WHAT TO PRODUCE
Set down the records exactly as they stand, except for any pictures, which you should omit.

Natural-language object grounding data
==========

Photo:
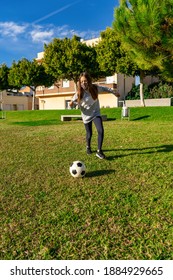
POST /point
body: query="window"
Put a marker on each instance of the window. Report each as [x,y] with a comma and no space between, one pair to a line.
[65,83]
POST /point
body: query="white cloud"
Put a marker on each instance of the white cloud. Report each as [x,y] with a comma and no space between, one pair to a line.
[43,36]
[11,29]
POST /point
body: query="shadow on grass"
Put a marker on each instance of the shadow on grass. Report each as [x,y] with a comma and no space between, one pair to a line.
[141,118]
[145,150]
[97,173]
[36,123]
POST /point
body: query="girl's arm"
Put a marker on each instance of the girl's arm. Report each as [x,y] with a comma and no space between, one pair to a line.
[73,101]
[109,90]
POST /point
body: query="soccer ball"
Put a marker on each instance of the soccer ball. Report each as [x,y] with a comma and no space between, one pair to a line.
[77,169]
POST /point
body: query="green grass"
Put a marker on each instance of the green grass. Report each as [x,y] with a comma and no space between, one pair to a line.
[121,209]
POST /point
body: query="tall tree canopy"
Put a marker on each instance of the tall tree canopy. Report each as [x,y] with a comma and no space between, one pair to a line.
[112,57]
[67,58]
[4,70]
[146,31]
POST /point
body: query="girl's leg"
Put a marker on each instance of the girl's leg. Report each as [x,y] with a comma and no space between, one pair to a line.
[100,130]
[88,128]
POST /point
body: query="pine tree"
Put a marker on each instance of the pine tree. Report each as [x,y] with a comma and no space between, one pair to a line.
[146,31]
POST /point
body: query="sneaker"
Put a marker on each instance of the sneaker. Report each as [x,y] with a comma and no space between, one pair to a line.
[88,150]
[100,154]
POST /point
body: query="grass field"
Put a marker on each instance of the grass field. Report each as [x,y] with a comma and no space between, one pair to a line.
[121,209]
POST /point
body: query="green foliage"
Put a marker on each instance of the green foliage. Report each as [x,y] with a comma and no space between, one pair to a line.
[146,31]
[112,57]
[134,93]
[28,73]
[67,58]
[155,90]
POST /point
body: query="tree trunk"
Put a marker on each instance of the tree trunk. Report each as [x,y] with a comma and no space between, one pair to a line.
[142,88]
[33,100]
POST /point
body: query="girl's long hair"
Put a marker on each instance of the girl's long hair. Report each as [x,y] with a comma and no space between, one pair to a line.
[91,87]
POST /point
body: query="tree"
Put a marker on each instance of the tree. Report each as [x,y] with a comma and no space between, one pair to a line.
[29,73]
[146,32]
[112,57]
[4,70]
[67,58]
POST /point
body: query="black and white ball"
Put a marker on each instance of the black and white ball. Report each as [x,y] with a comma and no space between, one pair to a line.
[77,169]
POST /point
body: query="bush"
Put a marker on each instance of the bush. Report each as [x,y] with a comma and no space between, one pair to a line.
[155,90]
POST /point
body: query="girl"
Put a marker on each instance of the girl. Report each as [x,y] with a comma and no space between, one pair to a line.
[87,99]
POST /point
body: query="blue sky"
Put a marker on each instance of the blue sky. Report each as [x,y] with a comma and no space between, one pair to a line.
[26,25]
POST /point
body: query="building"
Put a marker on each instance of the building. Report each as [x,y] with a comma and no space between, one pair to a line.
[16,101]
[58,97]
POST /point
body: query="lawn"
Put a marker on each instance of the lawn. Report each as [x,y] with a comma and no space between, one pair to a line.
[121,209]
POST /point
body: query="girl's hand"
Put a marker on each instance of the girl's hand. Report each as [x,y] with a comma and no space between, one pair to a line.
[71,103]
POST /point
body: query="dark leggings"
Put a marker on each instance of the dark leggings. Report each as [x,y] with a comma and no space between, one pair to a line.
[100,130]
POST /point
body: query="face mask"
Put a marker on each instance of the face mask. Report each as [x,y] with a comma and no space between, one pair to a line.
[84,86]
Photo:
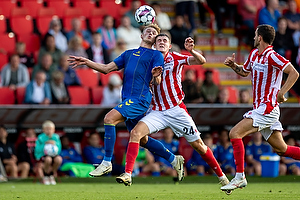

==========

COMPLETED EXERCISE
Photo:
POST /point
body: query="window"
Put a marker on each instance of the window. Report each as [x,y] with a comma and no space between, one pair to a line.
[65,83]
POST /point
body: query="white cloud"
Put a marker on each instance of the white cloud. Report each as [x,y] with a comma and no space between, one pair to a line.
[43,36]
[11,29]
POST /point
body: query="shadow on grass"
Put a marker on each instance of the shadow on grass. Report each as [x,y] with a comma and no space between, one pair to a line.
[141,118]
[145,150]
[97,173]
[36,123]
POST /point
body: query="girl's arm"
Put a marker on each instance of the girl's arm. Report each as [x,y] with a comma and no space between, one pair to a line.
[73,101]
[109,90]
POST /point
body: query="soccer ball"
Put a marker on each instance of the soccer ball. Report each as [x,y] with a comma and no space between, one pair to a line.
[77,169]
POST /point
body: query="green grass"
Put a marker on each instance of the green grass. Report each as [x,y] with a comma and no space between, one pair to a line.
[121,209]
POST /point
body: query="tall tree canopy"
Put a marker on each instance of the tall tree canopy. Report each as [x,y] with a comma and no space between, one pair to a line.
[112,57]
[67,58]
[4,70]
[146,31]
POST /point
body: query="girl's leg"
Put a marker on each instance of the girl's leg. Report each as [x,y] with a comma and no space between, one pair to a line.
[100,130]
[88,128]
POST /point
body: query="pine tree"
Put a marker on each instance of the pine tree. Report each as [x,y] with a comma and no space between, one pair to a line.
[146,31]
POST /point
body: query="sneaker"
Put a marker on each instance of the sneaker. Report each as [x,y] with a comma and no space between, one pair to a line.
[88,150]
[100,154]
POST /point
body: query="grass field"
Put a marker on each instance of the grass field. Report each as [x,y] with a comma and no space between, one pair to a line.
[121,209]
POST /point
body: query="green foliage"
Put a marker on each instance of the green foliage. Report each as [x,y] with a comma and no space between, one pair to a line.
[146,31]
[112,57]
[134,93]
[28,73]
[67,58]
[155,90]
POST /point
body: query="tree trunk"
Put a marker on each instance of the tree trunk. Report each as [x,y] with a comma and no space between, one pair to a line.
[142,88]
[33,100]
POST /point
body: query="girl's long hair"
Put a marker on each instance of the girl's long hair. Report each as [x,y] with a comma and no space between, one pair to a line.
[91,87]
POST /point
body: query="tree"
Put a marker on each instance of the tree. Report each as [x,y] with a comma and no space between, one pair to a line.
[29,73]
[146,32]
[112,57]
[4,70]
[67,58]
POST /point
body: query="black and white ball"
Put a marker on each instance of the black and white ball. Report each as [x,y] with a comma and no space between, one pair to a line.
[77,169]
POST /point
body: query="bush"
Put a marker on each instance of the bush. Report each as [x,y] with a comma and no space between, one pair to a line.
[155,90]
POST /point
body: query="girl"
Put a marker on each instance of the girl. Report each as [x,y] with a comma and no space between, one pair to a line.
[87,99]
POST /point
body: query="blue sky"
Put a marker on each instance of the blue sky. Report each as [x,y] with a comma and no space between, one pair to a line.
[26,25]
POST /point
body: query="building"
Put a marker on each instance of the building. Report each as [x,y] with a comma and no space between, one pair to a line.
[16,101]
[58,97]
POST /point
body: query="lawn"
Put a marker on each instance of the lawn. Report each as [x,y] with a comma and no space between, one pair to a line.
[121,209]
POST /point
body: query="girl's hand"
Put a marker on each instance of the girl's hand. Report each as [x,y] with a comma and no space between, one pair to a line.
[71,103]
POST /point
body: query="dark leggings"
Put a marker on each instance of the dark leggings. Report each as [x,y] with a comma and no space between, one pair to a line.
[100,130]
POST /point
body: query="face mask"
Put a marker on each instance of the face mask. Report each as [x,y] with a comma and no space between, one pair to a line.
[84,86]
Photo:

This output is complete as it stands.